**MATERIAL FOR THIS TASK:**

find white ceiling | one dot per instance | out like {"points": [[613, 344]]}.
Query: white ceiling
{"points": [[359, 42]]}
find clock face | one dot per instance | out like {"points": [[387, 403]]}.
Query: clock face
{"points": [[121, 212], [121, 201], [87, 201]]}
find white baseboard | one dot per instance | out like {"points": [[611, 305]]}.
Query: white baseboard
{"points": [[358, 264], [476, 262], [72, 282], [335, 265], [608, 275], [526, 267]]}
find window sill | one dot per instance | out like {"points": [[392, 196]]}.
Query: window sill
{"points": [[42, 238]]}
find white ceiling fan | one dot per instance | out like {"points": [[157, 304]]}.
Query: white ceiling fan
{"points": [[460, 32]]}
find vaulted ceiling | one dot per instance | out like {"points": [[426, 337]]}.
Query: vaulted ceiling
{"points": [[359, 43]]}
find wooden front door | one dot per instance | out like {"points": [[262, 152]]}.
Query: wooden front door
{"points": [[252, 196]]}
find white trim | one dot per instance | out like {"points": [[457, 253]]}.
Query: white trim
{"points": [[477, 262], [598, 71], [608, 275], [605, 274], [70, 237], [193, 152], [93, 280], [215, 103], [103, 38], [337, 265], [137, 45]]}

**SHORT PROBLEM:** Rewrite all of the records above with every "one dot per instance" changed to "one point per instance", leaving everything else the same.

**TASK RESULT:**
find white ceiling | one point per instance | out like {"points": [[613, 344]]}.
Query: white ceiling
{"points": [[359, 42]]}
find clock face | one point per instance | out like {"points": [[387, 403]]}.
Query: clock face
{"points": [[121, 212], [121, 201], [87, 201]]}
find white baseboard | one point per instance | out like {"points": [[611, 305]]}.
Query: white baseboard
{"points": [[358, 264], [476, 262], [72, 282], [335, 265], [608, 275], [526, 267]]}
find window sill | one point per instance | out like {"points": [[392, 196]]}.
Query: window sill
{"points": [[42, 238]]}
find white ceiling fan | one point per instance | out like {"points": [[157, 304]]}.
Query: white ceiling fan
{"points": [[460, 32]]}
find vaulted ceiling | one point per instance | out like {"points": [[426, 337]]}.
Query: vaulted ceiling
{"points": [[359, 43]]}
find wooden front door | one point per instance | out like {"points": [[262, 152]]}.
Query: wooden front door
{"points": [[252, 196]]}
find white trim | one point per instance | out like {"points": [[457, 253]]}.
Query: white trim
{"points": [[477, 262], [598, 71], [608, 275], [605, 274], [70, 237], [193, 152], [93, 280], [215, 103], [103, 38], [337, 265], [137, 45]]}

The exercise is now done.